> Problem requirements: Once the pictures are removed, return each record below exactly as written.

> Task data:
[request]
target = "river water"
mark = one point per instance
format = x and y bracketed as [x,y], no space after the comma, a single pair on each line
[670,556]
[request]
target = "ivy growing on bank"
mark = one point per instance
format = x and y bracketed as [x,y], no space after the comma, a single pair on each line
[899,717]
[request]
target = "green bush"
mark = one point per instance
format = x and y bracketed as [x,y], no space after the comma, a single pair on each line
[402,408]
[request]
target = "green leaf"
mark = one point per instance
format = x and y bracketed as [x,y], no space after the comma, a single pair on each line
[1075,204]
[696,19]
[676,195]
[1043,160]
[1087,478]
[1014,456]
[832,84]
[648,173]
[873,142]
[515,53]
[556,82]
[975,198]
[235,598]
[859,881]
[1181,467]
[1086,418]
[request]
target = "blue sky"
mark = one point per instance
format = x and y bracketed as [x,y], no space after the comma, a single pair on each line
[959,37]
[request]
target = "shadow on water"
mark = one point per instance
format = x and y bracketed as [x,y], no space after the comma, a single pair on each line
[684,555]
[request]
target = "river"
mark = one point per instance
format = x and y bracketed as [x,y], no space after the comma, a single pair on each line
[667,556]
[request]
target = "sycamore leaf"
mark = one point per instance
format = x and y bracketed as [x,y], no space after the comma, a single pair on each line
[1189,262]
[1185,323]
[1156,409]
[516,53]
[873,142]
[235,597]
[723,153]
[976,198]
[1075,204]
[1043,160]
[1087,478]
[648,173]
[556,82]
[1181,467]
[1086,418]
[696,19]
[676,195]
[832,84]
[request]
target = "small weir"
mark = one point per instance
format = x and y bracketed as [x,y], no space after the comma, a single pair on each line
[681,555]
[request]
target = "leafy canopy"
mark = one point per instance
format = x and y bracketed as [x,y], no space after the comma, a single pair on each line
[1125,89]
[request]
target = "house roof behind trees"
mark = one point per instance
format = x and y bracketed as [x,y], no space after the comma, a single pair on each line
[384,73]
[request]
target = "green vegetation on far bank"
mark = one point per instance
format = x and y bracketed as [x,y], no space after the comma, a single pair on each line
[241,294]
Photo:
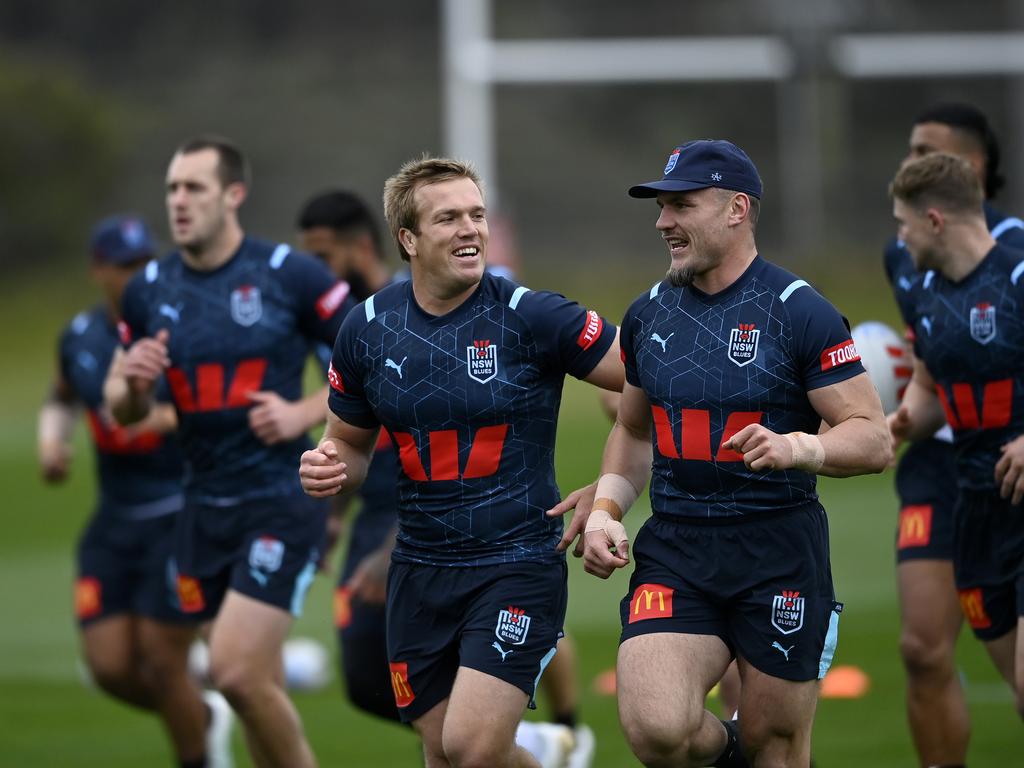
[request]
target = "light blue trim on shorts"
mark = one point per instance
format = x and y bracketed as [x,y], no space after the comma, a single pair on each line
[302,585]
[832,638]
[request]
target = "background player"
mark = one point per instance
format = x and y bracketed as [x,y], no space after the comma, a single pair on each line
[968,336]
[465,371]
[131,634]
[926,476]
[230,320]
[735,363]
[339,228]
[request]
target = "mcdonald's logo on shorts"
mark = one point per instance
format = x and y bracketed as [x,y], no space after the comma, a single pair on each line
[88,597]
[189,594]
[650,601]
[403,695]
[914,526]
[973,605]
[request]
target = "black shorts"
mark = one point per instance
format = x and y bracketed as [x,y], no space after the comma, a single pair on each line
[122,568]
[926,482]
[501,620]
[763,586]
[265,549]
[988,562]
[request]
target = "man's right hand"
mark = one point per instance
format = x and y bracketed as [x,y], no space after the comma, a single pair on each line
[145,361]
[606,545]
[321,471]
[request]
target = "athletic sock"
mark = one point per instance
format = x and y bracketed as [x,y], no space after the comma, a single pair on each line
[732,756]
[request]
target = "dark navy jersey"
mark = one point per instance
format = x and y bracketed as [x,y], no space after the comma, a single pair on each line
[971,337]
[139,473]
[471,400]
[246,327]
[713,365]
[899,265]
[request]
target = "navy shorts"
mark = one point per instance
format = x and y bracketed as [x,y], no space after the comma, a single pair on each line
[122,568]
[501,620]
[266,549]
[926,482]
[361,629]
[762,585]
[988,562]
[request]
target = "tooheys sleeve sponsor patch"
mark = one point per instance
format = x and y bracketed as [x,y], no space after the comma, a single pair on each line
[591,330]
[332,299]
[839,355]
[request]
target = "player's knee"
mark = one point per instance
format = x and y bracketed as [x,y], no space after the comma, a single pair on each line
[925,656]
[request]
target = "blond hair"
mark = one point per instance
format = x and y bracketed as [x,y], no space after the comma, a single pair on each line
[938,179]
[399,190]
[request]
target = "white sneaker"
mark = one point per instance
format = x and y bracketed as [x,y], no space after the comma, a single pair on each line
[550,743]
[583,752]
[218,732]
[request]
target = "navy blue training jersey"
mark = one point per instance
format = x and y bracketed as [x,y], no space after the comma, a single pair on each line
[899,265]
[713,365]
[971,337]
[246,327]
[138,472]
[471,400]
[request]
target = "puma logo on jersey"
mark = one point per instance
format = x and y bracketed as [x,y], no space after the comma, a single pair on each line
[659,340]
[497,646]
[784,651]
[396,366]
[173,312]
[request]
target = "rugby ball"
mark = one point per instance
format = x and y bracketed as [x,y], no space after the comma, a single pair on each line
[887,358]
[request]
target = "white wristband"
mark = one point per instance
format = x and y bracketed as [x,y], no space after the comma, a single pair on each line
[808,453]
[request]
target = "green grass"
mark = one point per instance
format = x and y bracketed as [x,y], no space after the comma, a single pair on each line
[48,717]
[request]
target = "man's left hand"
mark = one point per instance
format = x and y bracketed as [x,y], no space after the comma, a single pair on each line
[1010,471]
[273,419]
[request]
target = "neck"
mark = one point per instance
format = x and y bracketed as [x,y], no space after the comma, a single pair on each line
[728,271]
[967,246]
[208,256]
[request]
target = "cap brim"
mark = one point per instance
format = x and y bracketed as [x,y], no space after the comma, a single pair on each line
[653,188]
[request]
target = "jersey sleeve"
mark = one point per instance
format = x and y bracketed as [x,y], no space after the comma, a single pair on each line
[571,338]
[322,300]
[821,343]
[346,374]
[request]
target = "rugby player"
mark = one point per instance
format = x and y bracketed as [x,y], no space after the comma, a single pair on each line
[926,476]
[731,366]
[464,370]
[229,320]
[968,336]
[132,636]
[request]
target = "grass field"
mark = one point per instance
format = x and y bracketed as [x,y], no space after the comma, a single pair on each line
[47,717]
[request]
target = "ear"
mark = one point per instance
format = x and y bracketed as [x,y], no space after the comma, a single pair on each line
[408,240]
[237,195]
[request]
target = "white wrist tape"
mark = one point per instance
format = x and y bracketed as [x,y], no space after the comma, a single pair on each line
[808,453]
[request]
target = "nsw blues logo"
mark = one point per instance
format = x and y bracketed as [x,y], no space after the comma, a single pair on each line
[247,305]
[265,556]
[983,323]
[513,624]
[673,159]
[787,612]
[481,360]
[743,344]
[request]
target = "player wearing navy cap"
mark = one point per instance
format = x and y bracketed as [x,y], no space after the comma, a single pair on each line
[731,365]
[130,631]
[926,476]
[464,370]
[969,373]
[230,321]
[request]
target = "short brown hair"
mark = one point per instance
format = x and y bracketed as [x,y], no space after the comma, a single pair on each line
[399,190]
[938,179]
[232,167]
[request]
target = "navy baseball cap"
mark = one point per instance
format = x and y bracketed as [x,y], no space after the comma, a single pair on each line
[704,163]
[122,240]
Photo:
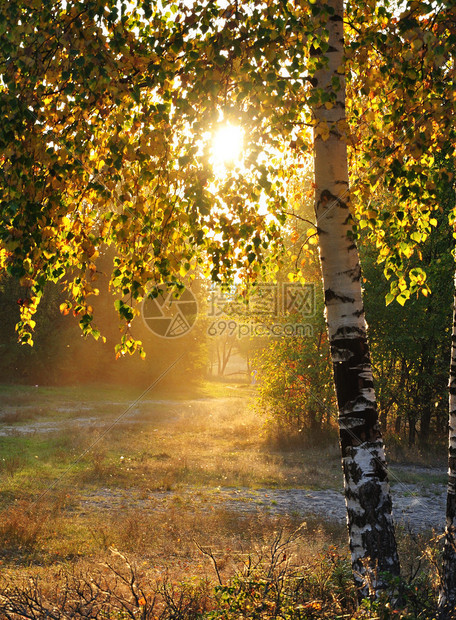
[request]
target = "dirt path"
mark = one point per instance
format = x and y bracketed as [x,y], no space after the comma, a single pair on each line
[417,506]
[412,509]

> Solution:
[request]
target = "river water"
mark = one point per instance
format = x and y bracketed as [x,y], no space after the comma, a single pair on each line
[670,556]
[request]
target = "ivy growing on bank"
mark = one point per instance
format = x and y bracketed as [x,y], no space after the comma, a single pair on each line
[899,717]
[request]
target = "green bush"
mark = one point per instance
format = x and y bracketed as [x,y], no space after the comma, a single pair on each line
[402,408]
[request]
target = "green leaf"
mark = one point per instance
format = x and y bracketed as [x,y], no space after the comma, a single pair on each line
[1075,204]
[696,19]
[676,195]
[1043,160]
[1087,478]
[1014,456]
[832,84]
[648,173]
[873,142]
[515,53]
[556,82]
[975,198]
[235,598]
[859,881]
[1181,467]
[1086,418]
[request]
target = "blue sky"
mark = one point per instance
format = x and y bracketed as [x,y], no space after the comma, a single pair on each line
[959,37]
[request]
target = "shadow on water"
mark = one point per instance
format = x and y bracketed as [x,y], no space after the comma, a single pair on each line
[684,555]
[request]
target = "river"
mark = one point per instance
format = x and y bracketed as [x,y], no space after the comma, a single pair on each line
[667,556]
[request]
target = "sycamore leaf"
mark = one point per instance
format = x and y bracketed as [x,y], no space after the comma, a single pair on each line
[1189,262]
[1185,323]
[1156,409]
[516,53]
[873,142]
[235,597]
[723,153]
[976,198]
[1075,204]
[1043,160]
[1087,478]
[648,173]
[556,82]
[1181,467]
[1086,418]
[696,19]
[676,195]
[832,84]
[request]
target = "small weir"
mark = one point per instance
format = x and y bracketed as [x,y], no space after the comma, a single pair on each line
[681,555]
[request]
target = "leafy canopy"
mark = one point per instance
format = x and y bracketed as [x,y], no space after the comma, a single pair on each line
[1125,89]
[request]
target = "house roof behind trees"
mark = one point per instance
format = x and y bracketed as [x,y], no space after the comma, a single pair on each line
[384,73]
[request]
target = "green vegetation on far bank"
mark = one point per instance
format = x and y bracketed as [x,y], no space after the comma, a single pair on each line
[241,294]
Photo:
[request]
target = "light blue trim on shorts"
mark = one point per instance
format = x and y bracketed as [x,y], no space after the comma, a single pair on each line
[302,585]
[832,638]
[request]
target = "background player"
mark = one point per instance
format = x and y bracketed as [x,y], no space after the comma, a single pair on each line
[968,336]
[465,371]
[131,634]
[926,476]
[230,320]
[735,363]
[339,228]
[request]
target = "mcdonald's logo on shorts"
mark = one point per instance
format = x and y bracketed as [x,y], no space after the comma, a single pair on each line
[88,597]
[189,594]
[650,601]
[403,695]
[914,526]
[973,605]
[request]
target = "black shorts"
mark = one point per instance
format = x and y bracketed as [x,y], no space after the comma, a single pair on each line
[122,568]
[926,482]
[501,620]
[763,586]
[265,549]
[988,562]
[request]
target = "man's right hand"
mark = one point per instance
format = x and y bracketed as [x,y], no space after the comma, a single pair on each line
[145,361]
[606,545]
[321,471]
[request]
target = "athletic sock"
mark = one point per instance
format = x and y bracketed as [x,y], no space after the comma, a single pair on each line
[732,756]
[request]
target = "dark navy jersey"
mark = one point per instance
format = x and y bracketed as [x,y], no space after the comma, a single pair on each line
[971,337]
[139,473]
[471,400]
[246,327]
[713,365]
[899,265]
[request]
target = "navy shorts"
mark = one point per instance
format = x and y bracketed as [x,y], no space after the comma, a single pair on each line
[122,568]
[501,620]
[266,549]
[926,482]
[361,629]
[762,585]
[988,562]
[request]
target = "tooheys sleeve sponsor patch"
mark = one point per instance
format = x and y bracketed as [x,y], no space after the comma, a single pair on each line
[591,330]
[332,299]
[839,355]
[request]
target = "player's knee"
mark = one point per instance
format = x and y bracketed as [x,y], no space after the comma, a single pair on each line
[925,656]
[request]
target = "blond hair"
mark = one point per instance
format = x and y bracketed as [x,y], no space after the comma, a single pair on each line
[938,179]
[399,190]
[request]
target = "white sneaker"
mark = one point per instance
format = x and y bracketed as [x,y], no space after the comma, a single pair on each line
[550,743]
[583,752]
[218,732]
[request]
target = "navy blue training jersey"
mark = one point per instance
format = x and y bracketed as [x,y], no space after the comma, a single pair on each line
[899,265]
[713,365]
[971,337]
[246,327]
[138,472]
[471,400]
[request]
target = "puma logo on jersey"
mark = one point per instance
format = x and y bracketed as [x,y], no space after the comma, a single pair on each line
[659,340]
[497,646]
[784,651]
[396,366]
[173,312]
[request]
target = "rugby ball"
mark = one point per instance
format = x and y bracketed as [x,y], no space after the comma, a single pair on each line
[887,358]
[request]
target = "white wristband"
mark = one point per instance
format = x and y bracketed as [x,y], no space after the comma, a single pair on each line
[808,453]
[request]
target = "green grass"
mark = one point per instance
format = x and y bracketed as [x,y], no space after the comma, a single pair on each line
[48,717]
[request]
target = "man's left hand"
mark = one point per instance
format = x and y bracketed as [x,y], no space after the comma, a single pair on each line
[1010,471]
[273,419]
[request]
target = "neck"
mark = one point per instance
format = x and y bracketed as [x,y], no space after the comma, a single pair on each line
[728,271]
[967,246]
[208,256]
[request]
target = "cap brim"
mark = one point per instance
format = x and y bracketed as [x,y], no space after the comma, a single pair on each line
[653,188]
[request]
target = "jersey sleeve"
mark = one point per instance
format = x and y bracketed as [x,y], no space after the comma, a single pair on each line
[571,338]
[322,300]
[821,343]
[346,374]
[request]
target = "rugby player"
mark = one point per instance
format = x and y bracketed as [x,y], no space after the comma, a single pair on each line
[926,476]
[731,366]
[464,370]
[229,320]
[968,336]
[132,636]
[request]
target = "grass field"
mark = one point per instance
format = x and y bracketed as [x,y], no space after the comma, a single pair on each line
[47,717]
[request]
target = "ear"
mark = one point per instance
format = x and y bracketed as [x,y], no space after the comma, a single pair on each line
[408,240]
[237,195]
[request]
target = "white wrist tape"
mark = one point per instance
format = x and y bracketed as [x,y], no space after the comma, a single pair on each line
[808,453]
[request]
target = "nsw blues logo"
mark = one point per instance
format = x and y bracketed as [x,y], no space after the comma, a single pair on each line
[247,305]
[265,556]
[983,323]
[513,624]
[673,159]
[787,612]
[481,360]
[743,344]
[request]
target = "player wearing navy cap"
mark = one point per instance
format = x and y bracketed as [x,y], no space after the comma, a single pair on each line
[731,365]
[130,631]
[926,476]
[464,370]
[969,373]
[230,321]
[request]
target = "short brown hair"
mark = one point per instance
format = x and y bracketed as [x,y], no space after the comma, a single pair on each line
[399,190]
[938,179]
[232,167]
[request]
target = "navy baseball cap"
mark = one point per instance
format = x and y bracketed as [x,y], no space after the comma, a single pair on each line
[704,163]
[122,240]
Photo:
[request]
target = "dirt path"
mark = one point per instance
format = x and y bracketed as [x,y], no space after the comma, a single pair on each line
[417,506]
[412,509]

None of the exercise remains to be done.